> EXTRACTED TEXT:
'''

# Unsung Masterpieces



## Phil loves classical (Feb 8, 2017)

What is a work that you find is not just underrated, but great, that are overlooked and that you're not too selfish to keep to yourself to enjoy? Hoping to hear some truly great stuff that the public or critics were just too dumb or ignorant to give its rightful praise. Can be from any era.

To make it more entertaining, the ones listening to your supposed undiscovered or neglected masterpiece can either give it a thumbs-up in concurrence, or throw a rotten tomato saying it is rightfully better not seen or heard as it is. No need to be respectful to the music, you can take a dump on it all you want. Just be respectful to your fellow members. ie. Love the sinner, not the sin.

My nomination is Prokofiev's 9th sonata. It was dedicated to Richter who was disappointed the score looked so simple, but later liked it a lot. It is not nearly as famous or highly recommended as his sonatas 6-8.


----------



## Bigbang (Jun 2, 2019)

Phil loves classical said:


> What is a work that you find is not just underrated, but great, that are overlooked and that you're not too selfish to keep to yourself to enjoy? Hoping to hear some truly great stuff that the public or critics were just too dumb or ignorant to give its rightful praise. Can be from any era.

'''

> WHAT THE EXERCISE ASKS: Copy the forum thread on unsung masterpieces word for word, from its title to the final quoted post.

> DATA SHOWN:
'''

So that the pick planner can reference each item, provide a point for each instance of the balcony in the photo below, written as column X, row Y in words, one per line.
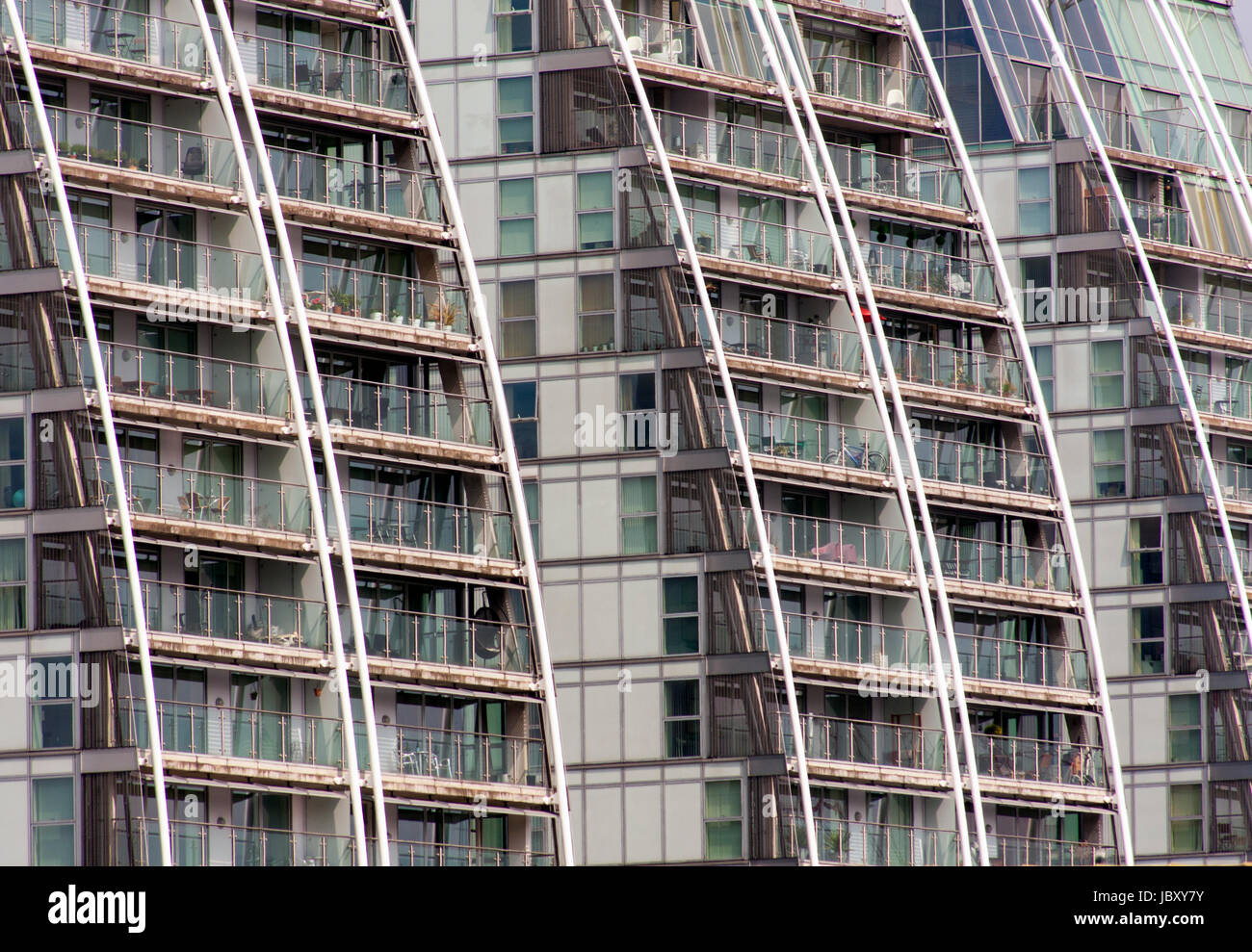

'''

> ANSWER TO THE PROBLEM:
# Unsung Masterpieces



## Phil loves classical (Feb 8, 2017)

What is a work that you find is not just underrated, but great, that are overlooked and that you're not too selfish to keep to yourself to enjoy? Hoping to hear some truly great stuff that the public or critics were just too dumb or ignorant to give its rightful praise. Can be from any era.

To make it more entertaining, the ones listening to your supposed undiscovered or neglected masterpiece can either give it a thumbs-up in concurrence, or throw a rotten tomato saying it is rightfully better not seen or heard as it is. No need to be respectful to the music, you can take a dump on it all you want. Just be respectful to your fellow members. ie. Love the sinner, not the sin.

My nomination is Prokofiev's 9th sonata. It was dedicated to Richter who was disappointed the score looked so simple, but later liked it a lot. It is not nearly as famous or highly recommended as his sonatas 6-8.


----------



## Bigbang (Jun 2, 2019)

Phil loves classical said:


> What is a work that you find is not just underrated, but great, that are overlooked and that you're not too selfish to keep to yourself to enjoy? Hoping to hear some truly great stuff that the public or critics were just too dumb or ignorant to give its rightful praise. Can be from any era.